▶ [Required action 1]:
In the article on Australians and personal insurance, what position does Derek Hogg hold?
▶ [Required action 2]:
Carry on the article about Australians and personal insurance from the point where it stops.

▶ [Supplied passage]:
Making insurance a priority again

insurance life insurance interest rates AXA

21 August 2006
| By Arjun Ramachandran |

Advisers have an opportunity to boost the uptake of personal insurance, after the insurance head at a leading financial services organisation warned the product had fallen down most Australian’s list of priorities.

According to AXA Australia head of insurance Derek Hogg, rising pressures on household budgets meant many Australians had opted to “chance their future” to meet current living expenses.

Research on Australian attitudes to personal insurance released by AXA revealed that while most people understood the necessity of insuring everyday items like their home, car and medical health, they regarded life, income and trauma insurance as a lower priority.

According to the research, this meant that when inflation, petrol prices and interest rates rose, Australians were likely to re-assess the need for personal insurance.

But according to Hogg, this was contrary to prudent behaviour.

“Just look at the odds — one in two Australians over 30 will be diagnosed with a serious illness or suffer injury,” he said.

“In addition, one in two men will develop coronary artery disease and one in four women will be diagnosed with cancer.

▶ [Given records]:

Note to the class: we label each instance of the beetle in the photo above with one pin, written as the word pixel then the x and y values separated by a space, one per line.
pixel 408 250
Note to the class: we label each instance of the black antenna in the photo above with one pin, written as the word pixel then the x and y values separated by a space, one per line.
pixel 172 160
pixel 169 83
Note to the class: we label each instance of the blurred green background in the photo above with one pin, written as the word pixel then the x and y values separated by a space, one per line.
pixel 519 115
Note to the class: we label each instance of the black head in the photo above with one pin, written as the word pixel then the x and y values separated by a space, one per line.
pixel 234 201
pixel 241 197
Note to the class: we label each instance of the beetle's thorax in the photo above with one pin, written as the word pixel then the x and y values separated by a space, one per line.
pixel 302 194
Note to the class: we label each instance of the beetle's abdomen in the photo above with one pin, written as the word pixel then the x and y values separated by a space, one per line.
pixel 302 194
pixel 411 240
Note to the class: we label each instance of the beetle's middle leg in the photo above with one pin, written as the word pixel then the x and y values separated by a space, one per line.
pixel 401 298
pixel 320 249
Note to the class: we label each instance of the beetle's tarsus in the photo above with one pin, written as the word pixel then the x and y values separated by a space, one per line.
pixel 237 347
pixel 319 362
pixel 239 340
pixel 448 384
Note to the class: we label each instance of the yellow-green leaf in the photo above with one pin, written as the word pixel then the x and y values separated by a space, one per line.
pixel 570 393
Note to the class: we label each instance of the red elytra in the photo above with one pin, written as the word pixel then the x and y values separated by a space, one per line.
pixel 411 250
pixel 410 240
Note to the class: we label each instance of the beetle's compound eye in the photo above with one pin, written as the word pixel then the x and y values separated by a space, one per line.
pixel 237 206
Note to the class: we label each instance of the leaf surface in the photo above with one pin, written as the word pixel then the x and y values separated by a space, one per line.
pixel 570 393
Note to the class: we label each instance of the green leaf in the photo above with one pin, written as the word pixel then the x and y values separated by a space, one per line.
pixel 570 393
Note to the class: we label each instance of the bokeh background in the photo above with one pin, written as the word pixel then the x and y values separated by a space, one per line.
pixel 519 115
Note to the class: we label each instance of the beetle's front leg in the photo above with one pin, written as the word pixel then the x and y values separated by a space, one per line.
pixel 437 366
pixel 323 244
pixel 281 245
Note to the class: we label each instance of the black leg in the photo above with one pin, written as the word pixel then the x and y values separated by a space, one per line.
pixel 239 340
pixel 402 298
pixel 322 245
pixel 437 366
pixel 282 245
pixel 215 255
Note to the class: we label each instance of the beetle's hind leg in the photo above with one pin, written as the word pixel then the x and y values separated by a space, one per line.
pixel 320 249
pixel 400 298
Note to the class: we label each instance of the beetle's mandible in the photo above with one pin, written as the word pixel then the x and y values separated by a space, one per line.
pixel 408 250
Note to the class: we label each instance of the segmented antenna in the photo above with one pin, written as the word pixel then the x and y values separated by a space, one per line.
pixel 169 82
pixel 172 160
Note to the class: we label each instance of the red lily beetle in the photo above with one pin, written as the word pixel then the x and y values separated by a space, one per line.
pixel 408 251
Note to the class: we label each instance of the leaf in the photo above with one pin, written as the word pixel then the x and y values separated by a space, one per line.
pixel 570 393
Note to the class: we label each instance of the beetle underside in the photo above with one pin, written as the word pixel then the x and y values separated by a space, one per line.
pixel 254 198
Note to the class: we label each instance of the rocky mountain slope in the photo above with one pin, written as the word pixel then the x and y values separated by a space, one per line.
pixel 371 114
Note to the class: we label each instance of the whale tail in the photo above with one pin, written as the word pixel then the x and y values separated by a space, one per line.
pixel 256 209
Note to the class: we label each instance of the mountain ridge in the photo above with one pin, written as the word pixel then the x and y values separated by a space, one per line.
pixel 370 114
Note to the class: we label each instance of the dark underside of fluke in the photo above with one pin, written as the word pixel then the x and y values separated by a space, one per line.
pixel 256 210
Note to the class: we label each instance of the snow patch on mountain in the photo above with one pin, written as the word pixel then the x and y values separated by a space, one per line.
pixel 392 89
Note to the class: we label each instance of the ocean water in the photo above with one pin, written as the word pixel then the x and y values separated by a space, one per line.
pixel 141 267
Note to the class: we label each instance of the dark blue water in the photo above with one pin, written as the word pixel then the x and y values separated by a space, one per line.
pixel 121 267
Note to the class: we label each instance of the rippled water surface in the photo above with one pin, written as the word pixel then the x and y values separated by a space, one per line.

▶ [Task answer 1]:
Head of insurance at AXA Australia.

▶ [Task answer 2]:
Levels of under-insurance suggest opportunities for advisers, with AXA’s research revealing the amount of under-insurance for life insurance at around $468,000 per person.

This figure takes into account levels of Australian household debt and, in the case of an insured person with dependants, the cost of a replacement income.

Based on these assumptions, the average annual premium required to cover this exposure was $11.04 per week, which Hogg points out is the cost of a lottery ticket.

According to Hogg, insurance providers must work harder at presenting a contemporary case for insurance.

“We need to continually redefine our product offering,” he said.

“The truth is, Australians need insurance that evolves and responds to both their immediate and future needs.

“When it comes to the financial health of Australians, insurance can’t afford to be considered a discretionary item.”